#### [Yönerge A]
Anayasa değişikliği konulu metinde "Kısmi Anayasa değişikliği" ifadesinden "karşı çıktıklarını belirttiler." ifadesine kadar uzanan bölümü hiçbir değişiklik yapmadan yazın.
#### [Yönerge B]
Anayasa değişikliği paketini ele alan metinde adı geçen siyasi partilerin hepsini sıralayın.
#### [Yönerge C]
Kısmi Anayasa değişikliği ve referandum sürecini tartışan metni, son cümlesinden sonra gelecek biçimde sürdürün.

AKP, 12 Eylül Rejimi’ni tasfiye mi ediyor, takviye mi?

AKP’nin kısmi Anayasa değişiklik paketi, Mayıs ayı içerisinde Meclis’ten geçerek Cumhurbaşkanı tarafından onaylandı ve böylelikle, referandum süreci açılmış oldu. Paket eğer Anayasa Mahkemesi tarafından engellenmezse 12 Eylül’de sandık başına gideceğiz.

Kısmi Anayasa değişikliği tartışmalarında gerek AKP, gerekse de CHP-MHP, politikalarını “demokrasi” söylemi üzerine inşa ettiler. AKP, değişiklik paketiyle, baskıcı ’82 Anayasası’nın delindiği ve özgürlüklerin genişlediğini söylerken, CHP-MHP ise, “son kale” Yargı’nın da düşürülerek, AKP’nin sivil bir diktatörlük kurmakta ilerlediğini, demokrasiyi savunmak adına, Paket’e karşı çıktıklarını belirttiler.

İktidarıyla, muhalefetiyle burjuva düzen partileri, ne kadar “demokrat” oldukları konusunda yarışa tutuşmuşken; esasında bu süreç, Türkiye’nin rejim sorununu bir kez daha güçlü bir biçimde gündeme getirdi. Ve böylelikle referandum süreci, ’82 Anayasası’yla çerçevelenmiş rejimin bir baskı ve şiddet aygıtından ibaret karakterini ve burjuvazinin demokrasi konusundaki iktidarsızlığı ve kısırlığını teşhir etmek için yeni fırsatlar ortaya koydu. Fakat yalnızca fırsatlarla değil, Türkiye sosyalist ve işçi sınıfı hareketinin mevcut durumunda, daha çok tehlikeler ve tuzaklarla dolu bir süreç içindeyiz.

#### [Veri Bölümü]

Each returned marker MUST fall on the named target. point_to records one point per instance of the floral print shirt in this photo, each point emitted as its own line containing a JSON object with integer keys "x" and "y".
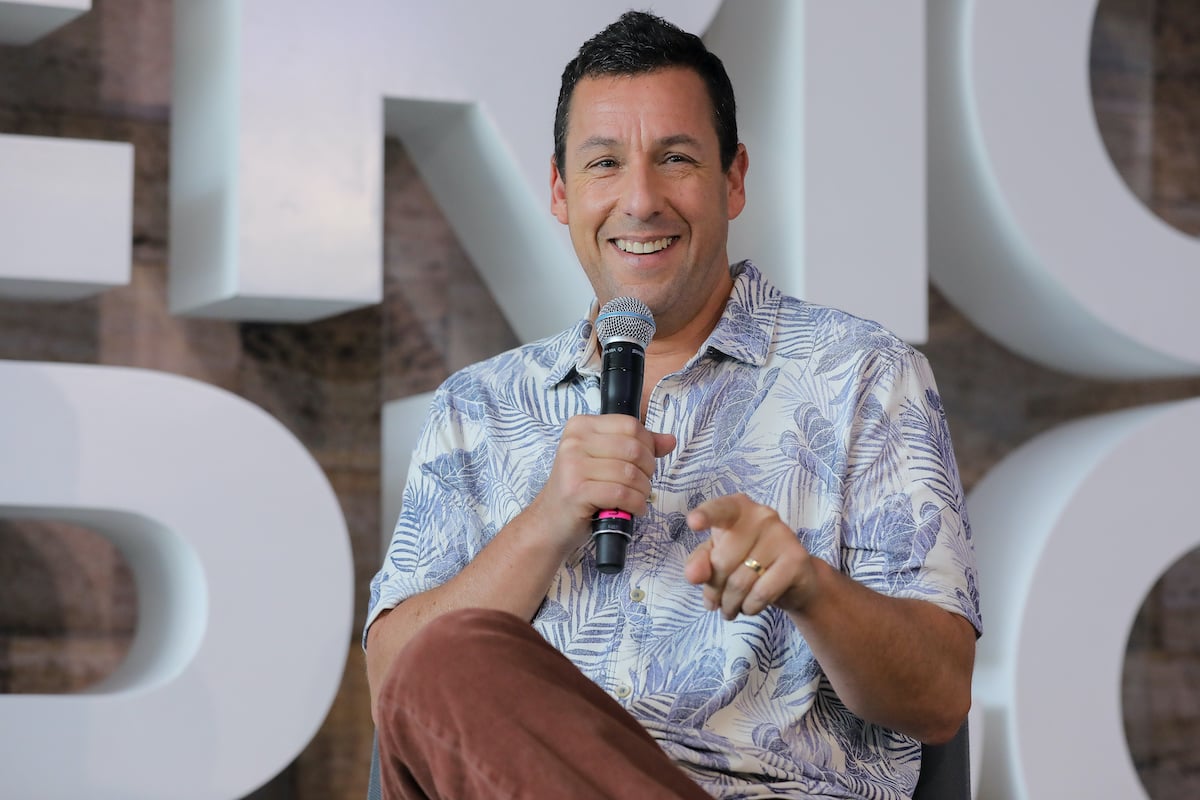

#### [Beklenen Çıktı A]
Kısmi Anayasa değişikliği tartışmalarında gerek AKP, gerekse de CHP-MHP, politikalarını “demokrasi” söylemi üzerine inşa ettiler. AKP, değişiklik paketiyle, baskıcı ’82 Anayasası’nın delindiği ve özgürlüklerin genişlediğini söylerken, CHP-MHP ise, “son kale” Yargı’nın da düşürülerek, AKP’nin sivil bir diktatörlük kurmakta ilerlediğini, demokrasiyi savunmak adına, Paket’e karşı çıktıklarını belirttiler.

#### [Beklenen Çıktı B]
AKP, CHP, MHP

#### [Beklenen Çıktı C]
Bunun temel nedeni ise, rejim ve AKP’ye dair sosyalist soldaki yaygın kafa karışıklığı. Liberalizmin basıncı altındaki bir kesim, baskı ve şiddet rejiminin bileşenlerini Genelkurmay, CHP ve MHP’den ibaret görüp AKP’ye -bir demokratlık atfederek, “şartlı destek” sunarken; ulusalcılığın basıncı altındaki diğer kesim ise, Türkiye siyasi tarihinin biçimlenişinde AKP’ye “şeytani” bir rol addederek, bütün meseleyi AKP-karşıtlığı kolaycılığıyla yorumluyor.

Kısmi Anayasa değişikliğinin perde arkası

AKP’nin bir alamet-i farikası varsa o da, burjuvazinin Özal’dan bu yana yaşadığı önderlik krizine ciddi bir alternatif sunmuş olmasıdır. Sekiz yıllık iktidarında AKP, tekelci büyük sermayeyi, Anadolu sermayesini ve askerî-sivil bürokrasiyi kendi etrafında toplayarak, rejim krizini ABD ve AB yanlısı programıyla çözümleme gayreti içinde oldu. Fakat bu durum burjuva bloklar arasındaki çatışmayı otomatik olarak ortadan kaldırmadığı gibi; dünya kapitalizminin en büyük krizlerinden geçtiğimiz bir dönemde, her bir ihalenin, en küçük bir artı-değer kırıntısının önem taşıdığı bir ortamda, bu çatışmaların kaçınılmaz bir biçimde sertleşeceği yeni bir dönem açıldı.

AKP’nin kısmi Anayasa değişikliği de bu bağlamda bir anlam kazanıyor. Yapılan, AKP’nin ve organik olarak bağlı olduğu burjuva kesimlerin, diğer kesimler aleyhine bir adım öne çıkma çabası. Ve bu çabaya demokrasi maskesi takılarak, kitlelerin kendi çıkarları doğrultusunda seferber edilmesi.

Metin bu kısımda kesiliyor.